VINCI, Italy — Are you related to the great Leonardo da Vinci? A new study finds there’s still at least a dozen people who are! Researchers in Italy say a new look at nearly 700 years of DNA information reveals the famous Renaissance man has at least 14 living male relatives.
The surprising results come from a decade-long study into da Vinci’s DNA. Researchers Alessandro Vezzosi and Agnese Sabato say the inventor is part of a male line (meaning genes passing from father to son) which spans 21 generations, includes five family branches, and still has male descendants living today — 690 years later.
The work expands on a 2016 discovery by the same researchers, which revealed that da Vinci still has “numerous living but indirect descendants.” That includes two men in the direct family line coming from the same branch of the Vinci family — shortened from “da Vinci” in modern times.
Although the painter of the Mona Lisa may still have relatives roaming around Europe, it’s important to note these are not da Vinci’s long-lost grandchildren. According to all known records, Leonardo da Vinci had no children of his own. However, he did have at least 22 half-brothers.
Researchers traced these five family branches from Leonardo’s father, ser Piero (5th generation), to his half-brother Domenico (6th generation). Going all the way back to the 15th generation, study authors collected records on over 225 individuals with ties to da Vinci’s family. The team even received help from some of those living descendants their research tracked down.
da Vinci’s Y chromosome still lives on
So how can scientists know for sure that these people are related to one of the most famous thinkers ever? Researchers say it all comes down to the Y chromosome, which men pass to their descendants. This chromosome remains unchanged for 25 generations.

● **WORK REQUEST 1**: According to the article on Leonardo da Vinci's living relatives, how many generations does his male line span?
● **WORK REQUEST 2**: Translate this sentence from the article on Leonardo da Vinci's living relatives into Spanish: "According to all known records, Leonardo da Vinci had no children of his own."
● **WORK REQUEST 3**: From the article on Leonardo da Vinci's living relatives, copy the passage that begins at the words "The surprising results" and stops after "least 22 half-brothers.".
None of the entries play any part here.

● **SOURCE DATA**:
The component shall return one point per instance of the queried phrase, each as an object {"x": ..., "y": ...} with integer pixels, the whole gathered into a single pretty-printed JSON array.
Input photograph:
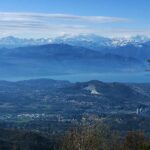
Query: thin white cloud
[
  {"x": 46, "y": 25},
  {"x": 64, "y": 17}
]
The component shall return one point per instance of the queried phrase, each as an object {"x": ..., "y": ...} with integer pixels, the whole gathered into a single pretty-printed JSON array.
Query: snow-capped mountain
[
  {"x": 89, "y": 41},
  {"x": 12, "y": 42}
]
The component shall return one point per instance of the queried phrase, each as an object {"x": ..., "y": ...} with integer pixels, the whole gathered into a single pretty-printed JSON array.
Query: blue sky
[{"x": 48, "y": 18}]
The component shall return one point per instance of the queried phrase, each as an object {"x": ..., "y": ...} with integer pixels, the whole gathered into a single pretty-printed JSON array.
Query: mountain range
[{"x": 72, "y": 55}]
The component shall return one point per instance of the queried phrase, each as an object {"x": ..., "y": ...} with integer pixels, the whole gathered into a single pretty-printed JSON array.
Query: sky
[{"x": 51, "y": 18}]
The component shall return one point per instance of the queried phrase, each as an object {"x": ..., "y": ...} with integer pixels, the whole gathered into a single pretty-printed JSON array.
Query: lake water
[{"x": 142, "y": 77}]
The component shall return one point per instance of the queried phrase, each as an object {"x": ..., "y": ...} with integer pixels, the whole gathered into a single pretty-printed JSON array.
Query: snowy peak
[{"x": 85, "y": 40}]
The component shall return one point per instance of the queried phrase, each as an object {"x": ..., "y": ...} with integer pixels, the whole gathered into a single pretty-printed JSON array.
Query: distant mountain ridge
[
  {"x": 88, "y": 40},
  {"x": 62, "y": 59}
]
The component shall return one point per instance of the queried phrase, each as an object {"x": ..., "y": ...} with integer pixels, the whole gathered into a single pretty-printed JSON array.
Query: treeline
[{"x": 92, "y": 137}]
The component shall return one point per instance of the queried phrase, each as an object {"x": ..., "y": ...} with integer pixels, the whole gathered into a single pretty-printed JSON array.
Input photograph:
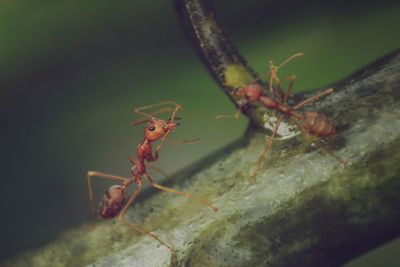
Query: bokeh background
[{"x": 72, "y": 71}]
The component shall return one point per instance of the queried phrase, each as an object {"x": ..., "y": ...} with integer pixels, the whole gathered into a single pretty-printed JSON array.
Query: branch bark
[{"x": 304, "y": 209}]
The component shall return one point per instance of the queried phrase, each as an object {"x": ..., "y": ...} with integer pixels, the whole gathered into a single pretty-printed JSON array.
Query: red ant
[
  {"x": 310, "y": 122},
  {"x": 114, "y": 202}
]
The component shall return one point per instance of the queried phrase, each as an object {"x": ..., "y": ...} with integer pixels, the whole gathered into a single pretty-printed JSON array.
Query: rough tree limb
[{"x": 304, "y": 208}]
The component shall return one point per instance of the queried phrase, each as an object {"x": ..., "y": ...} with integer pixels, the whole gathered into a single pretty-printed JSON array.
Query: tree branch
[{"x": 304, "y": 209}]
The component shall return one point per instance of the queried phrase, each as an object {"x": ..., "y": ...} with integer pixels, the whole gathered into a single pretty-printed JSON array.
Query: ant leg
[
  {"x": 274, "y": 69},
  {"x": 182, "y": 141},
  {"x": 162, "y": 103},
  {"x": 140, "y": 121},
  {"x": 187, "y": 195},
  {"x": 268, "y": 145},
  {"x": 319, "y": 146},
  {"x": 151, "y": 166},
  {"x": 313, "y": 98},
  {"x": 121, "y": 219},
  {"x": 90, "y": 174},
  {"x": 168, "y": 132},
  {"x": 292, "y": 79}
]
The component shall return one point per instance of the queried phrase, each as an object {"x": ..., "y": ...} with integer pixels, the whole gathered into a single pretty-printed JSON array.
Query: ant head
[
  {"x": 157, "y": 128},
  {"x": 112, "y": 202},
  {"x": 251, "y": 92}
]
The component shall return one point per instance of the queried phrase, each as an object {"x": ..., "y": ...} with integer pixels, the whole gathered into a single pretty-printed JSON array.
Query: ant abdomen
[
  {"x": 113, "y": 201},
  {"x": 318, "y": 124}
]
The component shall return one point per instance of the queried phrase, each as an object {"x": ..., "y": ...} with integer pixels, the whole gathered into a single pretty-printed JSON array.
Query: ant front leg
[
  {"x": 121, "y": 219},
  {"x": 90, "y": 174},
  {"x": 187, "y": 195},
  {"x": 161, "y": 111},
  {"x": 313, "y": 98},
  {"x": 162, "y": 103}
]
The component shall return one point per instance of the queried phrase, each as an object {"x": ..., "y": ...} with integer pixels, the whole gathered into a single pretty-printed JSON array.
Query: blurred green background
[{"x": 71, "y": 72}]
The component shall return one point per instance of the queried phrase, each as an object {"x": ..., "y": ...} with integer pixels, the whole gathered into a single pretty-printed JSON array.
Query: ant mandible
[
  {"x": 310, "y": 123},
  {"x": 114, "y": 201}
]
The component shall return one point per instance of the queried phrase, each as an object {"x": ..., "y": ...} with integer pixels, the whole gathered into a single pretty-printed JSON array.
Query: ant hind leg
[{"x": 90, "y": 174}]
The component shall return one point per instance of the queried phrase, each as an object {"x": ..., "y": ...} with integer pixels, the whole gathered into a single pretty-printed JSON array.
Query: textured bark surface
[{"x": 303, "y": 209}]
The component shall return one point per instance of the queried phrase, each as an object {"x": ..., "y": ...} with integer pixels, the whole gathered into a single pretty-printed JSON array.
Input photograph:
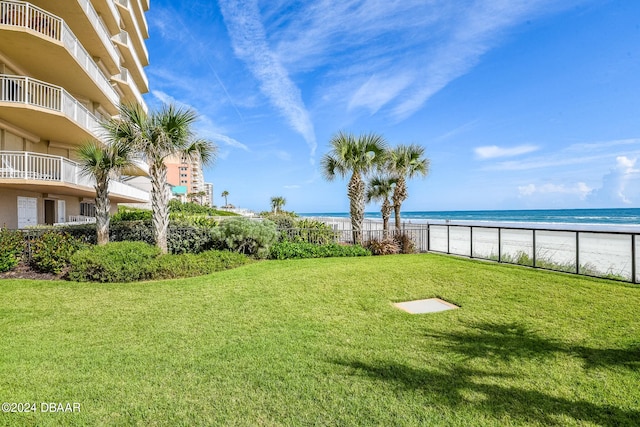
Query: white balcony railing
[
  {"x": 27, "y": 16},
  {"x": 45, "y": 167},
  {"x": 126, "y": 77},
  {"x": 126, "y": 4},
  {"x": 100, "y": 28},
  {"x": 124, "y": 38},
  {"x": 25, "y": 90}
]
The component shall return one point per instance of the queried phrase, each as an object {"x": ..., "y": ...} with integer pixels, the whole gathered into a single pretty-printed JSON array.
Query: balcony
[
  {"x": 88, "y": 26},
  {"x": 43, "y": 44},
  {"x": 46, "y": 110},
  {"x": 129, "y": 88},
  {"x": 109, "y": 13},
  {"x": 123, "y": 40},
  {"x": 44, "y": 173},
  {"x": 131, "y": 24}
]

● **EXERCISE SOLUTION 1**: 21 generations.

● **EXERCISE SOLUTION 2**: Según todos los registros conocidos, Leonardo da Vinci no tuvo hijos propios.

● **EXERCISE SOLUTION 3**:
The surprising results come from a decade-long study into da Vinci’s DNA. Researchers Alessandro Vezzosi and Agnese Sabato say the inventor is part of a male line (meaning genes passing from father to son) which spans 21 generations, includes five family branches, and still has male descendants living today — 690 years later.
The work expands on a 2016 discovery by the same researchers, which revealed that da Vinci still has “numerous living but indirect descendants.” That includes two men in the direct family line coming from the same branch of the Vinci family — shortened from “da Vinci” in modern times.
Although the painter of the Mona Lisa may still have relatives roaming around Europe, it’s important to note these are not da Vinci’s long-lost grandchildren. According to all known records, Leonardo da Vinci had no children of his own. However, he did have at least 22 half-brothers.